[Stored data]
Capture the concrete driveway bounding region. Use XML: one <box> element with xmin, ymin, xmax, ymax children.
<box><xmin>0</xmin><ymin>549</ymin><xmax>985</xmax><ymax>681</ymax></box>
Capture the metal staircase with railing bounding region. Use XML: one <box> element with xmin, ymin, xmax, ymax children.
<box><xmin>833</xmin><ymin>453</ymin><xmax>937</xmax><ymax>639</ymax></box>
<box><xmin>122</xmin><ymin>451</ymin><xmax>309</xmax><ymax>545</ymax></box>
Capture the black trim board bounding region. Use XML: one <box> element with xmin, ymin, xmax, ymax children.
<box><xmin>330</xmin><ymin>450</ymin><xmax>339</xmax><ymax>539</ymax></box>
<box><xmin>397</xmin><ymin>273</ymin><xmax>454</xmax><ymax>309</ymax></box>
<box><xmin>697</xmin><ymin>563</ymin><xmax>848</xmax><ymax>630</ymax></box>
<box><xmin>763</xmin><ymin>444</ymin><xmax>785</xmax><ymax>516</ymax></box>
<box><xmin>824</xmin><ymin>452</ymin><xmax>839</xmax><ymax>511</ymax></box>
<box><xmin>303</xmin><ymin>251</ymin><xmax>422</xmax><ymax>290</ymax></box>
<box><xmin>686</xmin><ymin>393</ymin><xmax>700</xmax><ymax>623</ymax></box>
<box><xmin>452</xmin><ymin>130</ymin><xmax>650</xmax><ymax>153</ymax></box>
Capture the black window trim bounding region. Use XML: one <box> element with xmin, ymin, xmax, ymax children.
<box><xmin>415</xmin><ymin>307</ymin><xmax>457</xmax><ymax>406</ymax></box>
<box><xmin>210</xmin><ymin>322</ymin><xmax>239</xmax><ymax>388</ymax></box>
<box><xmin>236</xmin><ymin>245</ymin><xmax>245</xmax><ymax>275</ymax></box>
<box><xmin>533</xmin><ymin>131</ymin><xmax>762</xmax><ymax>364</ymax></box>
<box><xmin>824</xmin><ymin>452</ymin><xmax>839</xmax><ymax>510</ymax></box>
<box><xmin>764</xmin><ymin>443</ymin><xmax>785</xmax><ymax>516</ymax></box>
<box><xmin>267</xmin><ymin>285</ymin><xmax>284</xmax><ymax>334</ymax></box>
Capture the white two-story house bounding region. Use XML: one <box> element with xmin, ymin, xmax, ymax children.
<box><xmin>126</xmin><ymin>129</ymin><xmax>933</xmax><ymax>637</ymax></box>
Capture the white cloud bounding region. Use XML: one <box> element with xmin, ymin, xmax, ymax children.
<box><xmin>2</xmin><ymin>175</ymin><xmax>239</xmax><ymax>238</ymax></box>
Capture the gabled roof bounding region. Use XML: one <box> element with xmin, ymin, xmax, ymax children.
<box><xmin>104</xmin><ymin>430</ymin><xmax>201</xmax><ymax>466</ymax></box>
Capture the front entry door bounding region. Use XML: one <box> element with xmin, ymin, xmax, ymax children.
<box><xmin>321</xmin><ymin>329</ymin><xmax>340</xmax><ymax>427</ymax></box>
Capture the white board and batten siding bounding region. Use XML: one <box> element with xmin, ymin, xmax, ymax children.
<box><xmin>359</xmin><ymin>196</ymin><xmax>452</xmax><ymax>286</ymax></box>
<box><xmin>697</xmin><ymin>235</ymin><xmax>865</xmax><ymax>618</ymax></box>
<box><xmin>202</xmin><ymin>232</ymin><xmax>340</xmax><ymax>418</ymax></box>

__EXERCISE AIM__
Exactly reproduce all of the entries.

__YOUR SOLUTION__
Capture the concrete driveway bounding region. Use XML: one <box> element with xmin, ymin, xmax, ymax children.
<box><xmin>0</xmin><ymin>549</ymin><xmax>985</xmax><ymax>681</ymax></box>
Capture the metal staircase with railing bounding region. Use XML: one <box> element with xmin, ymin, xmax, ymax children.
<box><xmin>833</xmin><ymin>453</ymin><xmax>937</xmax><ymax>639</ymax></box>
<box><xmin>122</xmin><ymin>451</ymin><xmax>309</xmax><ymax>545</ymax></box>
Capture the black trim board bounding region. Use XML: one <box> element with xmin, ymin, xmax, ymax children.
<box><xmin>330</xmin><ymin>450</ymin><xmax>339</xmax><ymax>539</ymax></box>
<box><xmin>397</xmin><ymin>273</ymin><xmax>454</xmax><ymax>309</ymax></box>
<box><xmin>697</xmin><ymin>563</ymin><xmax>848</xmax><ymax>630</ymax></box>
<box><xmin>763</xmin><ymin>444</ymin><xmax>785</xmax><ymax>516</ymax></box>
<box><xmin>824</xmin><ymin>452</ymin><xmax>839</xmax><ymax>511</ymax></box>
<box><xmin>303</xmin><ymin>251</ymin><xmax>422</xmax><ymax>290</ymax></box>
<box><xmin>686</xmin><ymin>393</ymin><xmax>700</xmax><ymax>623</ymax></box>
<box><xmin>452</xmin><ymin>130</ymin><xmax>650</xmax><ymax>153</ymax></box>
Capture the black window trim bounding region. Use XML: one <box> element with xmin, ymin, xmax, ymax children.
<box><xmin>415</xmin><ymin>307</ymin><xmax>457</xmax><ymax>406</ymax></box>
<box><xmin>210</xmin><ymin>322</ymin><xmax>239</xmax><ymax>388</ymax></box>
<box><xmin>236</xmin><ymin>245</ymin><xmax>245</xmax><ymax>275</ymax></box>
<box><xmin>533</xmin><ymin>131</ymin><xmax>762</xmax><ymax>364</ymax></box>
<box><xmin>824</xmin><ymin>452</ymin><xmax>839</xmax><ymax>510</ymax></box>
<box><xmin>764</xmin><ymin>443</ymin><xmax>785</xmax><ymax>516</ymax></box>
<box><xmin>267</xmin><ymin>285</ymin><xmax>284</xmax><ymax>334</ymax></box>
Capture the white two-story house bounding region. Use XML: one <box> element with xmin, ymin, xmax, ymax children.
<box><xmin>126</xmin><ymin>129</ymin><xmax>933</xmax><ymax>637</ymax></box>
Capture the white cloud bounding region. Use XML: one <box> element with xmin, ymin, xmax, ymax children.
<box><xmin>2</xmin><ymin>175</ymin><xmax>239</xmax><ymax>238</ymax></box>
Capture the gabled roof bounding region. Use XML: one <box> element with xmin, ymin, xmax, ymax children.
<box><xmin>104</xmin><ymin>430</ymin><xmax>201</xmax><ymax>466</ymax></box>
Capture the front entry door bounding region. Use XML: one <box> element with xmin, ymin, xmax, ymax children.
<box><xmin>321</xmin><ymin>329</ymin><xmax>340</xmax><ymax>427</ymax></box>
Capture the white board and batten siding bounding region. Use XML: one <box> element with xmin, ymin, xmax, ymax children.
<box><xmin>359</xmin><ymin>196</ymin><xmax>452</xmax><ymax>286</ymax></box>
<box><xmin>697</xmin><ymin>235</ymin><xmax>865</xmax><ymax>618</ymax></box>
<box><xmin>202</xmin><ymin>232</ymin><xmax>340</xmax><ymax>418</ymax></box>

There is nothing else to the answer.